:: Passage given ::
10. Remedies Upon Default

10.1 Remedies of Manager. (A) If any Event of Default by Owner shall occur, which is not cured within the applicable cure period, if any, Manager may (in addition to any other remedy available to it in law or equity including, without limitation, damages arising from the breach) terminate this Agreement. In the event Manager elects to terminate this Agreement, in addition to the remedies above, Manager may recover as liquidated damages for future Management Fees that could have been earned pursuant to this Agreement, an amount equal the most recent complete fiscal year’s Management Fee earned.

(B) Manager and Owner have made these provisions for liquidated damages as it would be difficult to calculate on the date hereof the amount of actual damages for any breach by Owner and the liquidated damages amounts represent reasonable compensation to Manager for such breach by Owner.

10.2 Remedies of Owner. If any Event of Default by Manager shall occur and be continuing, Owner may, as its sole and exclusive remedy on account of such Event of Default, forthwith terminate this Agreement. In such event, Manager shall be entitled to receive payment of all undisputed and unpaid amounts due to Manager pursuant to the terms hereof with interest at seven percent (7%) per annum until paid, unless prohibited or otherwise limited pursuant to applicable law, in which event such charges shall not exceed the amount collectible pursuant to such law, and neither party shall have any further obligations whatsoever pursuant to this Agreement, except pursuant to the indemnification provisions of Section 12 of this Agreement.
:::
:: Data shown ::
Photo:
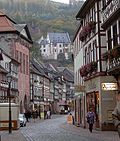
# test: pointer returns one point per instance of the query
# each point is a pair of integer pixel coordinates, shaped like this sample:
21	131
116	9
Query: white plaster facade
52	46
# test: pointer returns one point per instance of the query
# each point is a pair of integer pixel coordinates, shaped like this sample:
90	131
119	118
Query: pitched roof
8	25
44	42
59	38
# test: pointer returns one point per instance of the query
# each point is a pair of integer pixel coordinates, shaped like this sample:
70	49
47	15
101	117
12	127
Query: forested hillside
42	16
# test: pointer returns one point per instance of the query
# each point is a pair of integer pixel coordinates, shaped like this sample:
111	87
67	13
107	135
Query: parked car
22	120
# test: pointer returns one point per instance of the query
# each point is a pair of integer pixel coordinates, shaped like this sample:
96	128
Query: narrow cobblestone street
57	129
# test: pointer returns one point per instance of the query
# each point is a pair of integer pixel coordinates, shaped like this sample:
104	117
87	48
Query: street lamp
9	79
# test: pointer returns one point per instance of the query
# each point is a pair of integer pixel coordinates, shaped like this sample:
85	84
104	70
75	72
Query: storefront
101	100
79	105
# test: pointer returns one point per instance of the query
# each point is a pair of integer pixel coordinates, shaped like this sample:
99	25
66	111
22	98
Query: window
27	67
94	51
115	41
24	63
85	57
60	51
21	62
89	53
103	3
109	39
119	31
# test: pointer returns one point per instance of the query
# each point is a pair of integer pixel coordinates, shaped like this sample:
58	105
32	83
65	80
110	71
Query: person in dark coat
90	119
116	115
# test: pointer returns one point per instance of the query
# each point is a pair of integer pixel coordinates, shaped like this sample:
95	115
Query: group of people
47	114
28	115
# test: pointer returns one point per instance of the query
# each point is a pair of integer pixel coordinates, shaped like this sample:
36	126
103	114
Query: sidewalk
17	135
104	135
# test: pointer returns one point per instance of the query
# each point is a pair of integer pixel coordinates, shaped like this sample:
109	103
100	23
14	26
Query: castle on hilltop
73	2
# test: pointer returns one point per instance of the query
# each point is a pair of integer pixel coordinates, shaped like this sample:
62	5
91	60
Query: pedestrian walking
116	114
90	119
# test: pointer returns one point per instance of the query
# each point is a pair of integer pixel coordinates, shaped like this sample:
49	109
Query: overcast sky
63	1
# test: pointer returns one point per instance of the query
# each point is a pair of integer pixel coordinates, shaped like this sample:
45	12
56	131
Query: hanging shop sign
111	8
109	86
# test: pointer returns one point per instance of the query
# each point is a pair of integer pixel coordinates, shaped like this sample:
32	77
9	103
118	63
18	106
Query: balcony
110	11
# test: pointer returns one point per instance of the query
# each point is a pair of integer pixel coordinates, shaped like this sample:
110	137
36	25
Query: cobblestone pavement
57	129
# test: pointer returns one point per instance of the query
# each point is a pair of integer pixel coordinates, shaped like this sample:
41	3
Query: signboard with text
:::
__Problem details__:
List every heading title that follows a section number in the contract clause. Rely only on the contract clause for what comes next.

__Solution__:
- Remedies Upon Default (10)
- Remedies of Manager (10.1)
- Remedies of Owner (10.2)